== Passage shown ==

PicoCTF 2018 - Ext Super Magic


Information

Points Category Level
250 Forensics Medium

Challenge

We salvaged a ruined Ext SuperMagic II-class mech recently and pulled the filesystem out of the black box. It looks a bit corrupted, but maybe there’s something interesting in there. You can also find it in /problems/ext-super-magic_1_c544657e659accef770d3f2bc8384a8c on the shell server.

Hint

  • Are there any tools for diagnosing corrupted filesystems? What do they say if you run them on this one?
  • How does a linux machine know what type of file a file is?
  • You might find this doc helpful.
  • Be careful with endianness when making edits.
  • Once you’ve fixed the corruption, you can use /sbin/debugfs to pull the flag file out.

Solution

I tried to use the command file in order to check what file we have but it just return “data”… not very helpful…

By the name of the challenge I undertood that this image is of an ext filesystem, there is an a command in UNIX to check those images, so I wrote:

debufs ext-super-magic.img

Debugfs

and its return an error because “Bad magic number in super-block”. So i googled after magic number in suplerblock and found the answer here So basiclly it’s just a sequence of numbers in spesific posiiton in each file that tell allow us to recognize the format of the file. (and this is how the file command works) Also in the answer the user added

“For example, an ext2/ext3/ext4 filesystem always has the bytes 0x53 0xEF at positions 1080–1081.”

===
== Extracted information ==

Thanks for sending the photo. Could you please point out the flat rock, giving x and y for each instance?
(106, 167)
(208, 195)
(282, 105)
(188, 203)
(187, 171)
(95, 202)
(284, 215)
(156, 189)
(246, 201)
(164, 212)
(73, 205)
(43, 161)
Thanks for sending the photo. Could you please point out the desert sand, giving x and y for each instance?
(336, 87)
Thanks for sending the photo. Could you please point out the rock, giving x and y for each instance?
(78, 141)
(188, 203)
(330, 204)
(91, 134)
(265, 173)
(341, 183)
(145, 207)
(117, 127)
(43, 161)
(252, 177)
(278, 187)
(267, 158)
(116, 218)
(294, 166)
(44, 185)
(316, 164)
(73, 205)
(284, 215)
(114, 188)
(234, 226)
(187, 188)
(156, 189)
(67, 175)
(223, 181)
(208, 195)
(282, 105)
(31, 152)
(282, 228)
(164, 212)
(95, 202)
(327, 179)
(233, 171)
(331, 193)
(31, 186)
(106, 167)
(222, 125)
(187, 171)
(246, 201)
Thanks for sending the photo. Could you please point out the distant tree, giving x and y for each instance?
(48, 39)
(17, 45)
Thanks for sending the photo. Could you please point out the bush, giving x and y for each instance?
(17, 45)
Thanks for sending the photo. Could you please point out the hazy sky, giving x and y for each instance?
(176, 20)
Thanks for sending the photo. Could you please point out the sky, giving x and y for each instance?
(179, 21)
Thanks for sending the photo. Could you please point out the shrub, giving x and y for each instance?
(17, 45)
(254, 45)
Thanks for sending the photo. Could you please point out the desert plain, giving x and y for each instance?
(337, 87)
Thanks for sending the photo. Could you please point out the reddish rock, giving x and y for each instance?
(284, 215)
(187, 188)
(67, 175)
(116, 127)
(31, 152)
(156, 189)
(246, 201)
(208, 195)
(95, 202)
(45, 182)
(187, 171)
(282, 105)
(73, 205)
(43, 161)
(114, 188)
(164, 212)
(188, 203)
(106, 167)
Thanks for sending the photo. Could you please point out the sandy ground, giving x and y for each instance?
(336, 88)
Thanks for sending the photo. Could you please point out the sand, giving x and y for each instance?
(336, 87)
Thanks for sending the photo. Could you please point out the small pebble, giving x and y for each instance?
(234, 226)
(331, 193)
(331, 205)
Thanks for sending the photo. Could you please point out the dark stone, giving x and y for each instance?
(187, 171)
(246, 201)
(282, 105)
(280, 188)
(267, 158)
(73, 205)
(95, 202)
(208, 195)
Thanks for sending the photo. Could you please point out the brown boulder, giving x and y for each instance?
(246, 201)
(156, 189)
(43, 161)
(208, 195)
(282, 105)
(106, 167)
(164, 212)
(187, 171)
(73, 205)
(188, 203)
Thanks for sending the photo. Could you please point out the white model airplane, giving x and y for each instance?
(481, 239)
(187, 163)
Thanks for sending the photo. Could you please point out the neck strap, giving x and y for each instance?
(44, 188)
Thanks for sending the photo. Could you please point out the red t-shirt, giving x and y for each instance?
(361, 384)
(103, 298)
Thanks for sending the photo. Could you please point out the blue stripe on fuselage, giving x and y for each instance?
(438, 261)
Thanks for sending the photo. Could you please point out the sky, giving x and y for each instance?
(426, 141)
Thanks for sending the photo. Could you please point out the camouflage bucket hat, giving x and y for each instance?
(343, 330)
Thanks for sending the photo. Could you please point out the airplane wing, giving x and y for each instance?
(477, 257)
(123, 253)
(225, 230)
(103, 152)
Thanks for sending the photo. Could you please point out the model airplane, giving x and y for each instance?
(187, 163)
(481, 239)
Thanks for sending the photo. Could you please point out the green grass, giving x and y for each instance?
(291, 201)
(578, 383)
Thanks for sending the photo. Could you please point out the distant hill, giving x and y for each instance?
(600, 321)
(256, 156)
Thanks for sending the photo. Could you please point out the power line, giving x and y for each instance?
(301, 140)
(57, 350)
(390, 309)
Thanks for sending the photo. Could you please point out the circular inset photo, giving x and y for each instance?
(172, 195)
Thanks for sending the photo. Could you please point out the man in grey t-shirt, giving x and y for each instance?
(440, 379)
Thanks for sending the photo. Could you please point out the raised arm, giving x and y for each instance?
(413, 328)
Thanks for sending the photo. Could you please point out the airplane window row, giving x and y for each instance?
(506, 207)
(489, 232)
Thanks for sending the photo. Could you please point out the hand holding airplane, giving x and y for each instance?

===

The task: Write the next part of the Ext Super Magic writeup, picking up right after the quoted line about the bytes 0x53 0xEF at positions 1080–1081.

Exercise answer:
So in order to fix the image file we need to overwrite in those ofsets those values. Let’s write a little python script to fix this:

with open("ext-super-magic.img", "r+b") as ext:
    ext.seek(0x438)  #Seek to the needed offset (0x438 in hex = 1080)
    ext.write(b"\x53\xef")  #Write the magic number
print("Magic numbers fixed")

Now let’s run the script:

python3 magic_numbers_fix.py

Fix magic number In order to check if it’s really worked, let’s use the file command again (remmber last time it just return “data”).

file ext_super_magic.image

File fixed file Now let’s use again “debugfs” in order to access the files.

debugfs ext-super-magic.img

No error And now there is no error! use:

ls

To see all the files in the image, press Enter to scroll down. and found file named “flag.jpg” ls In order to save it, enter:

dump flag.jpg flag.jpg

Dump file Now open the flag and here it is! The Flag!